* **Listagem do exercício**
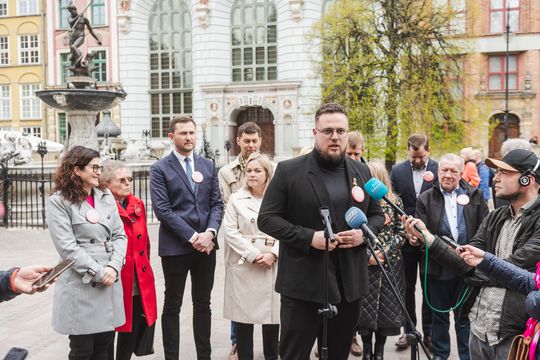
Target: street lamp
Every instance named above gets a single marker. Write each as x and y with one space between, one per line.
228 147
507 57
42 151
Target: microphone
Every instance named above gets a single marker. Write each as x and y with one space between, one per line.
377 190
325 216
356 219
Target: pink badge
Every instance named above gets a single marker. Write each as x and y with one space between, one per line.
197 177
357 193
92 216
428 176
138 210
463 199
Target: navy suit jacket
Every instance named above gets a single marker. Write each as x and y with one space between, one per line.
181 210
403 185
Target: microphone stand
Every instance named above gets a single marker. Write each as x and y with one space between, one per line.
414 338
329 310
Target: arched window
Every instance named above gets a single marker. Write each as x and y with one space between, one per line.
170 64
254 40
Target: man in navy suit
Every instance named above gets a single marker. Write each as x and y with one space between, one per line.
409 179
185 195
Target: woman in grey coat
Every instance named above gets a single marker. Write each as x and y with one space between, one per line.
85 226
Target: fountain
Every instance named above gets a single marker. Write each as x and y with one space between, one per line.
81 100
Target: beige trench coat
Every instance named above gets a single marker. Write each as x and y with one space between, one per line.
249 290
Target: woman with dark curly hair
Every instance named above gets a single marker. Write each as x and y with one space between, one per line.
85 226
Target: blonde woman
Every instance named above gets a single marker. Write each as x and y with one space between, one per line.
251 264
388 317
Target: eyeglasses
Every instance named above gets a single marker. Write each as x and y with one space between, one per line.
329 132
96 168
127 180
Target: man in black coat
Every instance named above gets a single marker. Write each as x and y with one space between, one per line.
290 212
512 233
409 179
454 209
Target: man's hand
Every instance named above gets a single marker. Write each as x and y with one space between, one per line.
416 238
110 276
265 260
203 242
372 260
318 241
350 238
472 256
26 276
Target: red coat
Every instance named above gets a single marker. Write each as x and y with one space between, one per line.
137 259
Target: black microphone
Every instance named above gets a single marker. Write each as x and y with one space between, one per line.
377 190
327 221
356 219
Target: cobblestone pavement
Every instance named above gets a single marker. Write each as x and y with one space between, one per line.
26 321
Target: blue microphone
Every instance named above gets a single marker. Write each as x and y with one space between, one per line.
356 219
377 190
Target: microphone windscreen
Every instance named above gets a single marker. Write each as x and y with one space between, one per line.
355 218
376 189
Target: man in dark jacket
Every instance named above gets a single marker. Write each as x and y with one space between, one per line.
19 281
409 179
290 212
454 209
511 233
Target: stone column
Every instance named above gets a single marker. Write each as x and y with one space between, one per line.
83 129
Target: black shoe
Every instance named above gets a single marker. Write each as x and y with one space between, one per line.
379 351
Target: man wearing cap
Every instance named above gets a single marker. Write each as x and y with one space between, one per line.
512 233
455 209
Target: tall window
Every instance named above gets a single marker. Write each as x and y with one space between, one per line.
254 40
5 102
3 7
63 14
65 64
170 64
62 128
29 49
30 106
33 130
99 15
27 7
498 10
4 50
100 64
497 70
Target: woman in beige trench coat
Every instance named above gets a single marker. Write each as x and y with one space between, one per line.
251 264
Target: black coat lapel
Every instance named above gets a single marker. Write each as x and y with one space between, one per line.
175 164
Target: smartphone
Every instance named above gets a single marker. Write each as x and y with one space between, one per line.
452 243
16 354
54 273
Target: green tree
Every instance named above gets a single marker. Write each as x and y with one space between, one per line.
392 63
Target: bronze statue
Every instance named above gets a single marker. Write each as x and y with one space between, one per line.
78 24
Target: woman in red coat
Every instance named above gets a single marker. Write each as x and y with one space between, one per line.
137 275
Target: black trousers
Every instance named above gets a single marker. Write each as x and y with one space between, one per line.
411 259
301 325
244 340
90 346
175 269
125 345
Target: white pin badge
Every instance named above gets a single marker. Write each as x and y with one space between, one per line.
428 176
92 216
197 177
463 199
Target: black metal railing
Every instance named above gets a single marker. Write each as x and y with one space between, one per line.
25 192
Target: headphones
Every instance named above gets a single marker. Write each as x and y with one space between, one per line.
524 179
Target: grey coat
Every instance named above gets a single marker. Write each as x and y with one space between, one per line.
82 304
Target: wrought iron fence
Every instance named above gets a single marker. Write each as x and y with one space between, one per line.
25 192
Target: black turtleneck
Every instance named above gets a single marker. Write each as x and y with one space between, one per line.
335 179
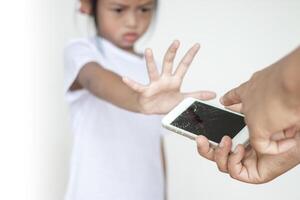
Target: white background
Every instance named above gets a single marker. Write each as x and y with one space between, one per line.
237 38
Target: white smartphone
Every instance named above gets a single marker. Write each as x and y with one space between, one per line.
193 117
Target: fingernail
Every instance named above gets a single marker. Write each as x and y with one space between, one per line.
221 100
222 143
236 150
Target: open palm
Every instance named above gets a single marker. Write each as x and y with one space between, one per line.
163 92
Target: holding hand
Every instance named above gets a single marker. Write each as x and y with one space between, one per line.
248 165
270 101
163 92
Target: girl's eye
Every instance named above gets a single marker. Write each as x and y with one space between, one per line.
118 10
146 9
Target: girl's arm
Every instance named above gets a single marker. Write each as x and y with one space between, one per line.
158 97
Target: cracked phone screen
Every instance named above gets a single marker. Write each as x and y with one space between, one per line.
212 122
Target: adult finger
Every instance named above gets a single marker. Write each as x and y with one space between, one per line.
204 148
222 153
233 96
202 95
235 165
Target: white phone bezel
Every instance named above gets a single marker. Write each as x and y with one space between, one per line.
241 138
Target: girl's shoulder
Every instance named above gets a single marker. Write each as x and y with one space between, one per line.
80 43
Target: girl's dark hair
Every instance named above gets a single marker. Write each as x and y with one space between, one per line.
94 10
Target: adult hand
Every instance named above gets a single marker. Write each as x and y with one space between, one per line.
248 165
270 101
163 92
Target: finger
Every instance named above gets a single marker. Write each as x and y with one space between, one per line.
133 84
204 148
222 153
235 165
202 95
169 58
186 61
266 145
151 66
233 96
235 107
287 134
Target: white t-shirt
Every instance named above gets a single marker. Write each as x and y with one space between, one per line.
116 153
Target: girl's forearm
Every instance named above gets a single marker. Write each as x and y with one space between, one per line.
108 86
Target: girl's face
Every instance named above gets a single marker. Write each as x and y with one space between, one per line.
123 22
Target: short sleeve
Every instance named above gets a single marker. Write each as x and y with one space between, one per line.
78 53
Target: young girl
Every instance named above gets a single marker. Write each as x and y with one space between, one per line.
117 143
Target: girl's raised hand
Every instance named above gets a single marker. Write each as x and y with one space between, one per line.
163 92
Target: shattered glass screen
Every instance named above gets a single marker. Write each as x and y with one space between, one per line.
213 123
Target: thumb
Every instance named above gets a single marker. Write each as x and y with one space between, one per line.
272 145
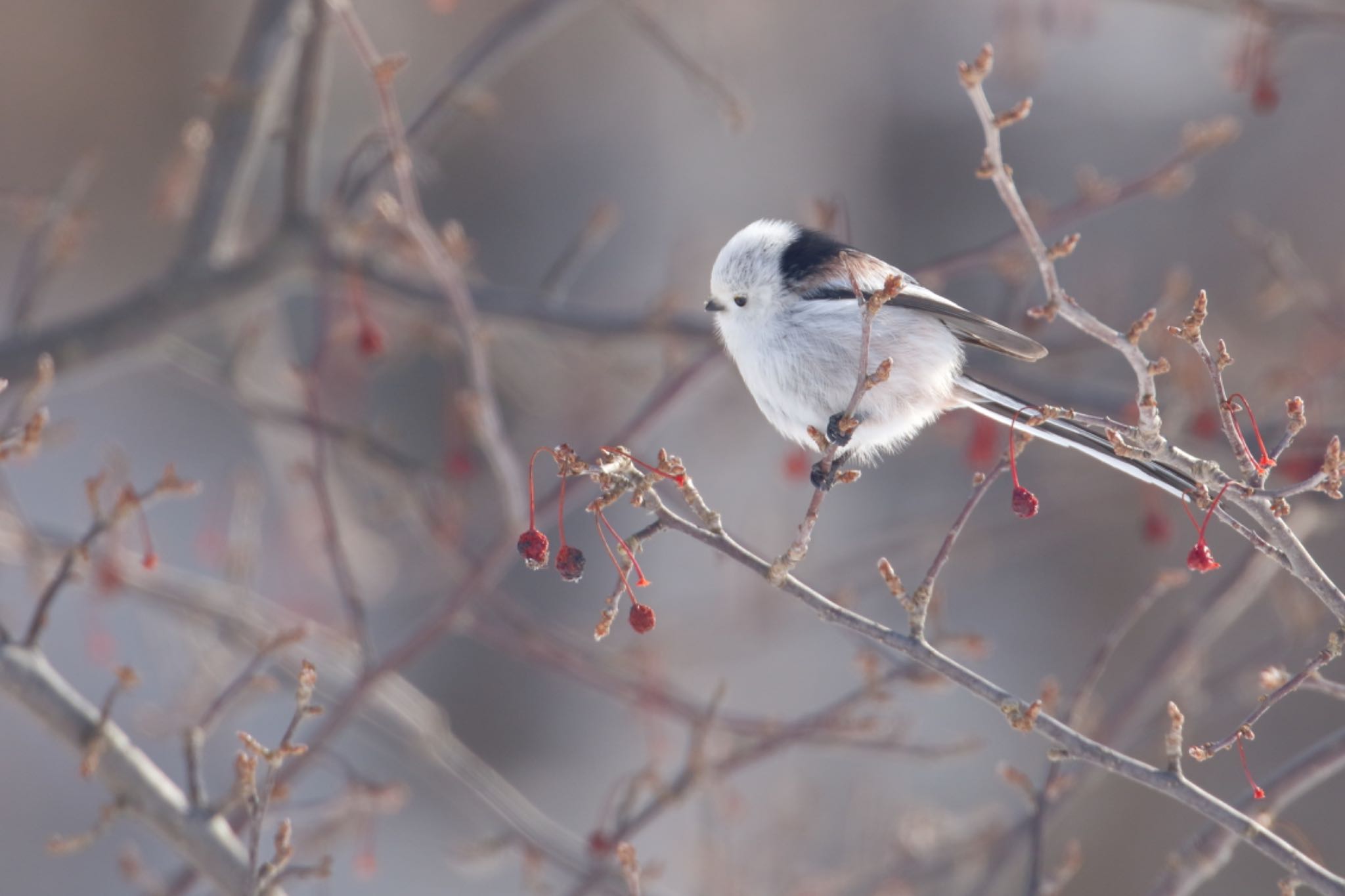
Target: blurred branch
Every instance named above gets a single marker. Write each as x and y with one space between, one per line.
--
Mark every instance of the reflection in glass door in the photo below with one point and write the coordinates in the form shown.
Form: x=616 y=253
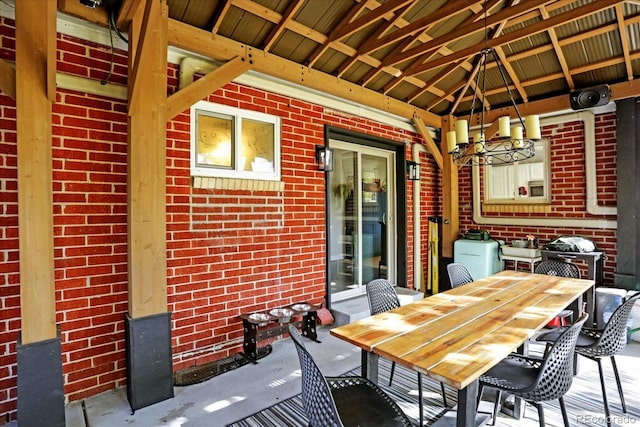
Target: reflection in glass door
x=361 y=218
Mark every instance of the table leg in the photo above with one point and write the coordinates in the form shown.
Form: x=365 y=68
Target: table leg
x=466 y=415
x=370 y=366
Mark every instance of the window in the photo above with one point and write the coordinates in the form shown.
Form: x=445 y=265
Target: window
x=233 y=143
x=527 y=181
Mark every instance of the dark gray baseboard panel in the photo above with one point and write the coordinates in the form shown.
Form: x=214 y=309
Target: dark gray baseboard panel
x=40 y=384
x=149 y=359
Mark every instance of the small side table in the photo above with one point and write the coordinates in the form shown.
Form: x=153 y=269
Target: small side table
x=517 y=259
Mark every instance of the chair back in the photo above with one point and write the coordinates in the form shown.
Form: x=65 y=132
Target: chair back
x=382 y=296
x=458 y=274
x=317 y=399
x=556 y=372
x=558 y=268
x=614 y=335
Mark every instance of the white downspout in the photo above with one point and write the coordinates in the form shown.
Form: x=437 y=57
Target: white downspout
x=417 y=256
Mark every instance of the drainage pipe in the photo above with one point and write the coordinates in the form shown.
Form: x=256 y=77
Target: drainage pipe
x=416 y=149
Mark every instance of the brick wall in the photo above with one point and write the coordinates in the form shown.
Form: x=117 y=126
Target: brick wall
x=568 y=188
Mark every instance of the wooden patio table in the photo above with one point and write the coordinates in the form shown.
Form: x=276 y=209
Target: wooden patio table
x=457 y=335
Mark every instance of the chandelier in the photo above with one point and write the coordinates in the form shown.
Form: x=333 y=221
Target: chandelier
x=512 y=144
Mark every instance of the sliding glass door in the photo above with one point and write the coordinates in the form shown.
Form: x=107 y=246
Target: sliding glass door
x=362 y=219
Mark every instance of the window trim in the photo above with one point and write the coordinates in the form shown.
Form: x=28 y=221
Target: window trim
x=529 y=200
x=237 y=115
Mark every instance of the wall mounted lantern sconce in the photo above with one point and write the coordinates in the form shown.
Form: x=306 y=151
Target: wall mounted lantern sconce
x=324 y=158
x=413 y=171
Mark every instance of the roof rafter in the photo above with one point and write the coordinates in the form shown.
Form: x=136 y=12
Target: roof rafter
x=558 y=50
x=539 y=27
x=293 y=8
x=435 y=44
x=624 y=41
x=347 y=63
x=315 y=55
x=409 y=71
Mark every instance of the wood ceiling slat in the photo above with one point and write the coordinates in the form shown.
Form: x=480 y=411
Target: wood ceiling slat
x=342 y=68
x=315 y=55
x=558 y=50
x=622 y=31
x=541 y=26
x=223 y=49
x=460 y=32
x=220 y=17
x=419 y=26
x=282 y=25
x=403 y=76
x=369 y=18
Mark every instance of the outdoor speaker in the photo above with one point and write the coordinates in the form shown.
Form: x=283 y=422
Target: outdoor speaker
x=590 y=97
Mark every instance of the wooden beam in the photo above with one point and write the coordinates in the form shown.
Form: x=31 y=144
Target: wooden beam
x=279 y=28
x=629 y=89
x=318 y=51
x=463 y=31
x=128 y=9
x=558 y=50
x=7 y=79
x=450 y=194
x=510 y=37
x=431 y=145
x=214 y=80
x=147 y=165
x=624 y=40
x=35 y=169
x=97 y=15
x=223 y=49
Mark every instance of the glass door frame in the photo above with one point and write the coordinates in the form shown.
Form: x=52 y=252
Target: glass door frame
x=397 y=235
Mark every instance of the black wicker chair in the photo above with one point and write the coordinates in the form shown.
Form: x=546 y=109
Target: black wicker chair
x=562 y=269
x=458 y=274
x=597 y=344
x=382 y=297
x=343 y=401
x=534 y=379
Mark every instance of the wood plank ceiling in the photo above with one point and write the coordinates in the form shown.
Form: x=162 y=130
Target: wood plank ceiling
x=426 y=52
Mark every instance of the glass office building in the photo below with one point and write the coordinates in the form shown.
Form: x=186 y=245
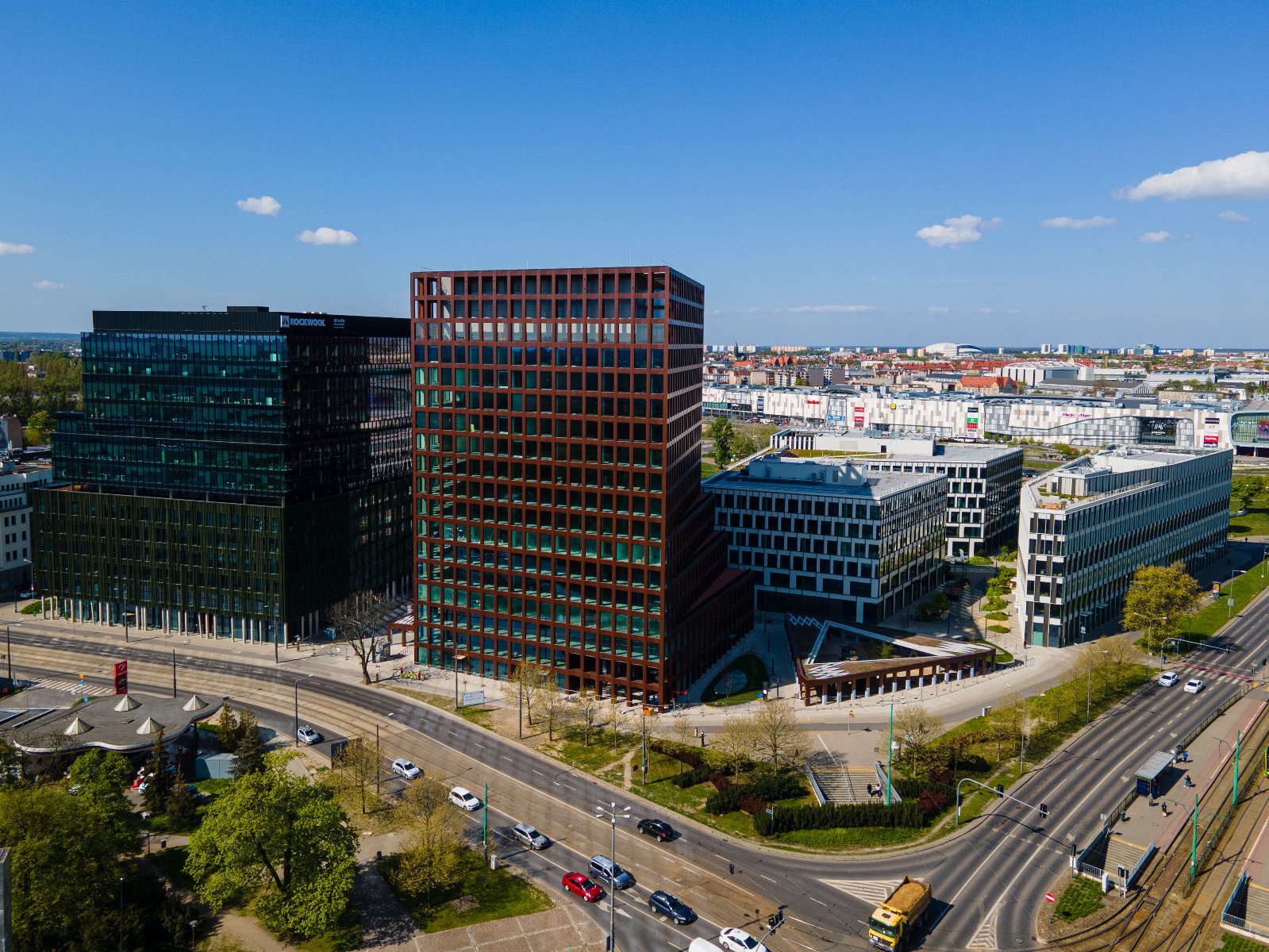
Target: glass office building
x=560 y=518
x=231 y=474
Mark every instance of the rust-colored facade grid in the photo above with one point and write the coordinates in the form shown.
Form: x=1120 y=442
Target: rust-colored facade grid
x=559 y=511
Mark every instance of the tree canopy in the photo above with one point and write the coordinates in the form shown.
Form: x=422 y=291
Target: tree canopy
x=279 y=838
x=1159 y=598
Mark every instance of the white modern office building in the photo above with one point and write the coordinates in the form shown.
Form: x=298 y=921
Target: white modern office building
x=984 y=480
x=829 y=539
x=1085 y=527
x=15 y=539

* **Instruções da tarefa**
Monte em uma tabela Markdown as linhas da listagem acima, com as colunas "Nº" e "Linha" e sem as linhas em branco. Comece na linha que contém "Mark every instance of the table" e pare depois da linha que contém "x=149 y=359".

* **Resposta da tarefa**
| Nº | Linha |
|---|---|
| 1 | Mark every instance of the table leg in the photo above with one point and write the coordinates in the form shown. |
| 2 | Form: x=365 y=68 |
| 3 | Target: table leg |
| 4 | x=466 y=415 |
| 5 | x=370 y=366 |
| 6 | Mark every instance of the window in the photo above with one point and write the coordinates in the form shown. |
| 7 | Form: x=445 y=265 |
| 8 | Target: window |
| 9 | x=233 y=143 |
| 10 | x=527 y=181 |
| 11 | Mark every instance of the dark gray baseboard panel in the photo above with one point and write the coordinates in the form shown. |
| 12 | Form: x=214 y=309 |
| 13 | Target: dark gray baseboard panel |
| 14 | x=40 y=384 |
| 15 | x=149 y=359 |